_Stored items from a collection_.
☆ ☆ ☆ ☆

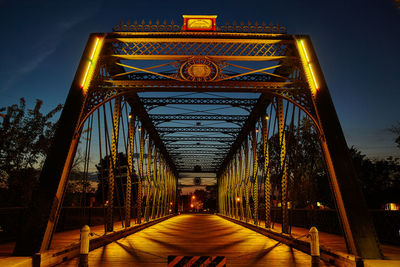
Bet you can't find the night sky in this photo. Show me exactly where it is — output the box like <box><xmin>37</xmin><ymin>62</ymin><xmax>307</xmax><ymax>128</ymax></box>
<box><xmin>0</xmin><ymin>0</ymin><xmax>400</xmax><ymax>158</ymax></box>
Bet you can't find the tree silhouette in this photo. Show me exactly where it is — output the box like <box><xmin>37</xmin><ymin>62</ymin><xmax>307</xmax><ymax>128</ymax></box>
<box><xmin>0</xmin><ymin>98</ymin><xmax>62</xmax><ymax>206</ymax></box>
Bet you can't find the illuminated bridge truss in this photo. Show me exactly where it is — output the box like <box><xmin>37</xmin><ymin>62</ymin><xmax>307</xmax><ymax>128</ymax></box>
<box><xmin>15</xmin><ymin>17</ymin><xmax>381</xmax><ymax>258</ymax></box>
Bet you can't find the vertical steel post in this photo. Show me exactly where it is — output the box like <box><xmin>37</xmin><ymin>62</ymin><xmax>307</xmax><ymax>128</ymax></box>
<box><xmin>14</xmin><ymin>34</ymin><xmax>105</xmax><ymax>256</ymax></box>
<box><xmin>234</xmin><ymin>155</ymin><xmax>240</xmax><ymax>219</ymax></box>
<box><xmin>309</xmin><ymin>226</ymin><xmax>320</xmax><ymax>267</ymax></box>
<box><xmin>244</xmin><ymin>138</ymin><xmax>251</xmax><ymax>222</ymax></box>
<box><xmin>252</xmin><ymin>129</ymin><xmax>258</xmax><ymax>225</ymax></box>
<box><xmin>136</xmin><ymin>128</ymin><xmax>145</xmax><ymax>224</ymax></box>
<box><xmin>239</xmin><ymin>150</ymin><xmax>245</xmax><ymax>220</ymax></box>
<box><xmin>125</xmin><ymin>113</ymin><xmax>136</xmax><ymax>227</ymax></box>
<box><xmin>78</xmin><ymin>225</ymin><xmax>90</xmax><ymax>267</ymax></box>
<box><xmin>144</xmin><ymin>140</ymin><xmax>153</xmax><ymax>222</ymax></box>
<box><xmin>106</xmin><ymin>97</ymin><xmax>121</xmax><ymax>232</ymax></box>
<box><xmin>295</xmin><ymin>36</ymin><xmax>383</xmax><ymax>259</ymax></box>
<box><xmin>151</xmin><ymin>148</ymin><xmax>158</xmax><ymax>219</ymax></box>
<box><xmin>276</xmin><ymin>98</ymin><xmax>289</xmax><ymax>234</ymax></box>
<box><xmin>156</xmin><ymin>157</ymin><xmax>163</xmax><ymax>218</ymax></box>
<box><xmin>261</xmin><ymin>114</ymin><xmax>271</xmax><ymax>228</ymax></box>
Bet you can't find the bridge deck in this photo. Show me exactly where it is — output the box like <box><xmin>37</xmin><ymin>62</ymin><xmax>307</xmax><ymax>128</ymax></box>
<box><xmin>60</xmin><ymin>215</ymin><xmax>331</xmax><ymax>266</ymax></box>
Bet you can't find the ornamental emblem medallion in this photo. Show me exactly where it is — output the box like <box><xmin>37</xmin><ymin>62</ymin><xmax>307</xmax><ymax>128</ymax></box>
<box><xmin>180</xmin><ymin>58</ymin><xmax>219</xmax><ymax>82</ymax></box>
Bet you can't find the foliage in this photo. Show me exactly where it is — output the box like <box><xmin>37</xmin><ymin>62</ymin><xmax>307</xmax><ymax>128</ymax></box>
<box><xmin>0</xmin><ymin>98</ymin><xmax>62</xmax><ymax>206</ymax></box>
<box><xmin>350</xmin><ymin>147</ymin><xmax>400</xmax><ymax>209</ymax></box>
<box><xmin>258</xmin><ymin>117</ymin><xmax>334</xmax><ymax>208</ymax></box>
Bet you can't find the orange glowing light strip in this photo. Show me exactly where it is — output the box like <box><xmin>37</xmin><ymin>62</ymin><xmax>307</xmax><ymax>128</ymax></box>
<box><xmin>300</xmin><ymin>40</ymin><xmax>319</xmax><ymax>94</ymax></box>
<box><xmin>308</xmin><ymin>63</ymin><xmax>319</xmax><ymax>89</ymax></box>
<box><xmin>300</xmin><ymin>40</ymin><xmax>310</xmax><ymax>63</ymax></box>
<box><xmin>81</xmin><ymin>61</ymin><xmax>92</xmax><ymax>87</ymax></box>
<box><xmin>81</xmin><ymin>38</ymin><xmax>100</xmax><ymax>88</ymax></box>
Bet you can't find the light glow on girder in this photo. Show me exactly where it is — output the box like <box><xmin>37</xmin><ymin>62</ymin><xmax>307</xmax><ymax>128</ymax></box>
<box><xmin>308</xmin><ymin>63</ymin><xmax>319</xmax><ymax>90</ymax></box>
<box><xmin>297</xmin><ymin>37</ymin><xmax>319</xmax><ymax>96</ymax></box>
<box><xmin>81</xmin><ymin>37</ymin><xmax>103</xmax><ymax>92</ymax></box>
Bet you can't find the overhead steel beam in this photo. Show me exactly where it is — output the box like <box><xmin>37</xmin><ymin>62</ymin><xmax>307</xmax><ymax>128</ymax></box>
<box><xmin>127</xmin><ymin>94</ymin><xmax>178</xmax><ymax>177</ymax></box>
<box><xmin>150</xmin><ymin>115</ymin><xmax>247</xmax><ymax>122</ymax></box>
<box><xmin>140</xmin><ymin>97</ymin><xmax>257</xmax><ymax>107</ymax></box>
<box><xmin>166</xmin><ymin>144</ymin><xmax>230</xmax><ymax>151</ymax></box>
<box><xmin>163</xmin><ymin>136</ymin><xmax>235</xmax><ymax>143</ymax></box>
<box><xmin>217</xmin><ymin>94</ymin><xmax>271</xmax><ymax>177</ymax></box>
<box><xmin>169</xmin><ymin>150</ymin><xmax>226</xmax><ymax>156</ymax></box>
<box><xmin>156</xmin><ymin>127</ymin><xmax>240</xmax><ymax>134</ymax></box>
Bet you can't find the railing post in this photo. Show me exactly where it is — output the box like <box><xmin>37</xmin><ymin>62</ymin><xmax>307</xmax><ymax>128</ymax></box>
<box><xmin>309</xmin><ymin>226</ymin><xmax>320</xmax><ymax>267</ymax></box>
<box><xmin>79</xmin><ymin>225</ymin><xmax>90</xmax><ymax>267</ymax></box>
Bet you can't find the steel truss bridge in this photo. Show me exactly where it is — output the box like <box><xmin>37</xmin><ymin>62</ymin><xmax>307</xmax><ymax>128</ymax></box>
<box><xmin>14</xmin><ymin>15</ymin><xmax>382</xmax><ymax>264</ymax></box>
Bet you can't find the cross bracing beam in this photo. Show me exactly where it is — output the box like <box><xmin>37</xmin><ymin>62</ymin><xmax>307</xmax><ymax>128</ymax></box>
<box><xmin>102</xmin><ymin>79</ymin><xmax>292</xmax><ymax>93</ymax></box>
<box><xmin>156</xmin><ymin>127</ymin><xmax>240</xmax><ymax>135</ymax></box>
<box><xmin>170</xmin><ymin>150</ymin><xmax>225</xmax><ymax>156</ymax></box>
<box><xmin>217</xmin><ymin>94</ymin><xmax>270</xmax><ymax>177</ymax></box>
<box><xmin>163</xmin><ymin>136</ymin><xmax>235</xmax><ymax>143</ymax></box>
<box><xmin>175</xmin><ymin>157</ymin><xmax>223</xmax><ymax>162</ymax></box>
<box><xmin>150</xmin><ymin>114</ymin><xmax>247</xmax><ymax>122</ymax></box>
<box><xmin>140</xmin><ymin>97</ymin><xmax>257</xmax><ymax>106</ymax></box>
<box><xmin>166</xmin><ymin>144</ymin><xmax>230</xmax><ymax>152</ymax></box>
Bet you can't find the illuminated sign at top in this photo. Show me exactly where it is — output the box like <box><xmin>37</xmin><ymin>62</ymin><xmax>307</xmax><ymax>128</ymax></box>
<box><xmin>183</xmin><ymin>15</ymin><xmax>217</xmax><ymax>31</ymax></box>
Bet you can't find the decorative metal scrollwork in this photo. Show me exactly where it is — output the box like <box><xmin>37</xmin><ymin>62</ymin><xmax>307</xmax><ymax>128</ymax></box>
<box><xmin>180</xmin><ymin>58</ymin><xmax>219</xmax><ymax>82</ymax></box>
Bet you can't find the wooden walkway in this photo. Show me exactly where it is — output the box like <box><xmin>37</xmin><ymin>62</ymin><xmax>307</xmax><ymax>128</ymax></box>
<box><xmin>58</xmin><ymin>215</ymin><xmax>331</xmax><ymax>266</ymax></box>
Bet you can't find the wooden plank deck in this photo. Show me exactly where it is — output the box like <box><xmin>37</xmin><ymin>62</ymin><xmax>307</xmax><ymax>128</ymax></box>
<box><xmin>59</xmin><ymin>214</ymin><xmax>331</xmax><ymax>266</ymax></box>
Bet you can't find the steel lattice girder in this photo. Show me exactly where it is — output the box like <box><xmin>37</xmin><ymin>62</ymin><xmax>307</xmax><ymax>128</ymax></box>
<box><xmin>166</xmin><ymin>144</ymin><xmax>230</xmax><ymax>151</ymax></box>
<box><xmin>150</xmin><ymin>115</ymin><xmax>247</xmax><ymax>122</ymax></box>
<box><xmin>107</xmin><ymin>36</ymin><xmax>293</xmax><ymax>60</ymax></box>
<box><xmin>140</xmin><ymin>97</ymin><xmax>257</xmax><ymax>107</ymax></box>
<box><xmin>169</xmin><ymin>150</ymin><xmax>226</xmax><ymax>156</ymax></box>
<box><xmin>156</xmin><ymin>127</ymin><xmax>240</xmax><ymax>134</ymax></box>
<box><xmin>163</xmin><ymin>136</ymin><xmax>235</xmax><ymax>143</ymax></box>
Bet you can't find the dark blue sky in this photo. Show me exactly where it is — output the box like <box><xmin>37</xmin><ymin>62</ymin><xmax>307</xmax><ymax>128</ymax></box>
<box><xmin>0</xmin><ymin>0</ymin><xmax>400</xmax><ymax>157</ymax></box>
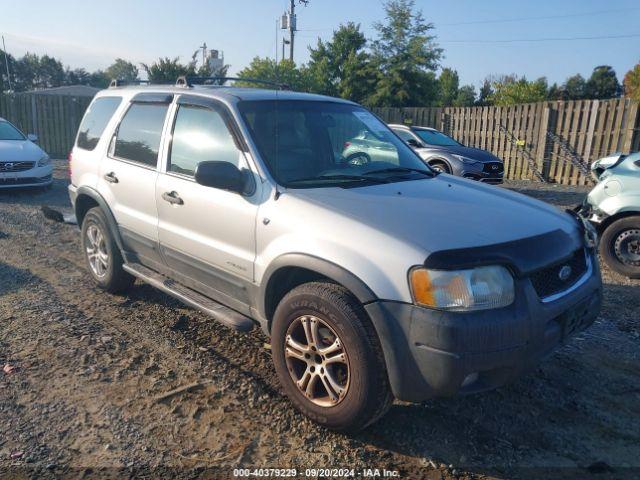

☆ ☆ ☆ ☆

_WHAT TO PRODUCE_.
Count the lines of the records that contain the word "bracing", and give only that number.

_ANSWER TO THIS TASK_.
1